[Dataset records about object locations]
• • • • • • •

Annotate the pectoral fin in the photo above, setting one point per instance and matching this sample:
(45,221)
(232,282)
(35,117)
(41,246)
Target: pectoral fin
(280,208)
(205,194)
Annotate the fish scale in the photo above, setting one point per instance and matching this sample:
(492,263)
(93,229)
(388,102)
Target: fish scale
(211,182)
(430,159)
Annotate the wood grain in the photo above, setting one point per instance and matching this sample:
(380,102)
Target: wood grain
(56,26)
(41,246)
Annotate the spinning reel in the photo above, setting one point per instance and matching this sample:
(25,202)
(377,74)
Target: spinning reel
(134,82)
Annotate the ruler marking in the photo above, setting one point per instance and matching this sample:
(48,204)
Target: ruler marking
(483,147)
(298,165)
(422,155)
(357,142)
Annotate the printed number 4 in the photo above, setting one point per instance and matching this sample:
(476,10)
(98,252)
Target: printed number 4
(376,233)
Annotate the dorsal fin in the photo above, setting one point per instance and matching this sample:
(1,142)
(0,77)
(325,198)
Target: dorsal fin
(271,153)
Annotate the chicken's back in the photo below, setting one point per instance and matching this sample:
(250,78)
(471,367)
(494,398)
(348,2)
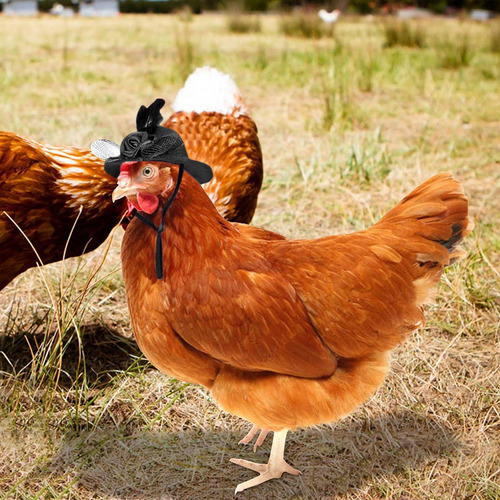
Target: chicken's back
(214,122)
(364,291)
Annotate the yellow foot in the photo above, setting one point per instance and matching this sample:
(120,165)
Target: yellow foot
(251,434)
(266,472)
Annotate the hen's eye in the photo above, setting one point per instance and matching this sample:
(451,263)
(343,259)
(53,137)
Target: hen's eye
(147,171)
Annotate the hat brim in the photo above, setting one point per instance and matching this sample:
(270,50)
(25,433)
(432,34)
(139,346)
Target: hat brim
(197,169)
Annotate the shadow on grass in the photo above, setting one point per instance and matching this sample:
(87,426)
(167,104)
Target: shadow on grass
(193,464)
(105,352)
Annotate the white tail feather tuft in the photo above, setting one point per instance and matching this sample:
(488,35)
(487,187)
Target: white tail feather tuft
(207,89)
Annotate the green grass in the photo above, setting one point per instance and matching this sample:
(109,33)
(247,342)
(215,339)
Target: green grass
(348,126)
(403,33)
(240,23)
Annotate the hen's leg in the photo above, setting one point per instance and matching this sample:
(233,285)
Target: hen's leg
(251,434)
(274,467)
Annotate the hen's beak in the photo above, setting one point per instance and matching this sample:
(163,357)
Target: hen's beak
(123,189)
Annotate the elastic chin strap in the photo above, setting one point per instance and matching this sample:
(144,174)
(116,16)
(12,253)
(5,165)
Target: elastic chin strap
(159,230)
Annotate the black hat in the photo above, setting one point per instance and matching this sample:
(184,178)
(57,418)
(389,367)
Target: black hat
(151,142)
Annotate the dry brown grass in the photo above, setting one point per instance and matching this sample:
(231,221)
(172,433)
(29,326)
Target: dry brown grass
(112,426)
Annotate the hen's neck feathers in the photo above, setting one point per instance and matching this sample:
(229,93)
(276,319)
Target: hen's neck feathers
(192,222)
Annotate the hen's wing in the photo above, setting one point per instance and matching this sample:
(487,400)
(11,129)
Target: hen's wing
(217,129)
(364,291)
(42,189)
(238,311)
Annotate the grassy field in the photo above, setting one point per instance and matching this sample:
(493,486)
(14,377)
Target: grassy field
(349,123)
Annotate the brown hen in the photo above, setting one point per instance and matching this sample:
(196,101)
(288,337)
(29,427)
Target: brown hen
(285,334)
(217,129)
(43,188)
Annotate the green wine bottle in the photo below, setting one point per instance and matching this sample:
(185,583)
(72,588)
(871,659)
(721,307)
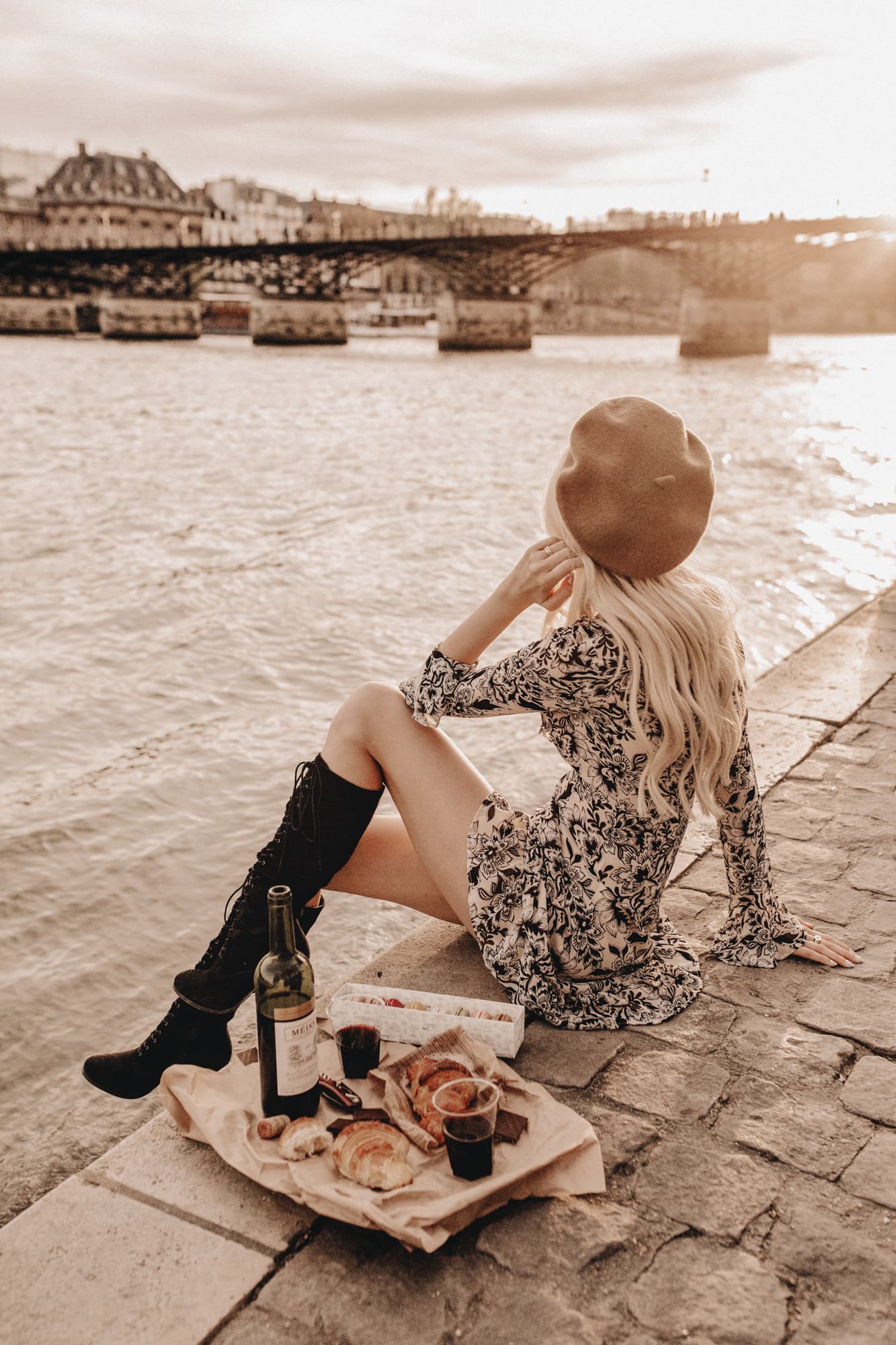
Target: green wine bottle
(286,1017)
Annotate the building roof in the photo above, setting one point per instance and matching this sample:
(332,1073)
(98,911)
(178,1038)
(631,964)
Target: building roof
(112,180)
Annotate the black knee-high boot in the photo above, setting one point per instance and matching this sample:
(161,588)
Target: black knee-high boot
(186,1036)
(325,821)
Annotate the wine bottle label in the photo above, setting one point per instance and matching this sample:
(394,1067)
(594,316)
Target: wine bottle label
(296,1052)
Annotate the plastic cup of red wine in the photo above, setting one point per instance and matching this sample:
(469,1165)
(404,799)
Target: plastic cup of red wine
(470,1133)
(358,1040)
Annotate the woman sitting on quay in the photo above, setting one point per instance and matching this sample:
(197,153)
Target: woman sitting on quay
(639,681)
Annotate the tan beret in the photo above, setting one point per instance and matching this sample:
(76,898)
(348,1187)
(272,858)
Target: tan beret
(635,488)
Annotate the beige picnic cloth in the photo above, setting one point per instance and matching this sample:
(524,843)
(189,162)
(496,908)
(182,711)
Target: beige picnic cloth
(557,1156)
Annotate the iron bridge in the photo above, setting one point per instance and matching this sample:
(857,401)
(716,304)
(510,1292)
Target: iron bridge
(733,260)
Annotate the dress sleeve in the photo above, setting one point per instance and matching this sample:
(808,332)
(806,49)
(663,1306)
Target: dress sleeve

• • • • • • •

Set task:
Pictures excluded, copy exactly the lines running from the one with "Annotate the grassy" through the last line of the material.

Solution to this exercise:
Annotate the grassy field in the photo above, setting one point per instance and matching this sample:
(493,486)
(14,377)
Target: grassy field
(349,123)
Annotate the brown hen in the photo above, setting one point per instance and matching this sample:
(196,101)
(288,337)
(29,427)
Target: brown hen
(285,334)
(217,129)
(43,188)
Annotate the green wine bottle in the photo below, setting one point per instance and matching this sample:
(185,583)
(72,588)
(871,659)
(721,307)
Target: green wine bottle
(286,1017)
Annotate the building roof in the photo above, setting one point per instance and matching this sample:
(332,1073)
(98,911)
(178,1038)
(631,964)
Target: building roof
(112,180)
Annotate the black knee-high boot in the photo above, setting one point per instance and matching this sample:
(161,588)
Target: black knee-high boot
(186,1036)
(325,821)
Annotate the wine bottle label in the photo above, setting one point per instance and matching this sample:
(394,1067)
(594,316)
Target: wine bottle label
(296,1052)
Annotate the plastic cup of red wine in the photo above, setting one point per instance and matching this sample:
(469,1165)
(404,799)
Target: plastic cup of red wine
(470,1133)
(358,1040)
Annotate the woman sitting on quay in the photo above, setting one point per instance and matching this sample:
(197,153)
Target: woman sitting on quay
(639,681)
Annotate the tan beret in the photo above, setting one point per instance and matching this sample:
(76,898)
(348,1187)
(272,858)
Target: tan beret
(635,488)
Annotate the beige picnic cloth in the photo above, setting one point per instance and matching this sample:
(524,843)
(189,162)
(496,908)
(182,711)
Target: beige picnic cloth
(557,1156)
Annotate the iron bridge in the photo above, setting one point per instance and matching this sample:
(857,401)
(716,304)
(510,1292)
Target: iron bridge
(733,260)
Annotate the dress sleeve in the photo above, setting one point per instance and matching this sample:
(808,332)
(806,49)
(663,1306)
Target: dress sleeve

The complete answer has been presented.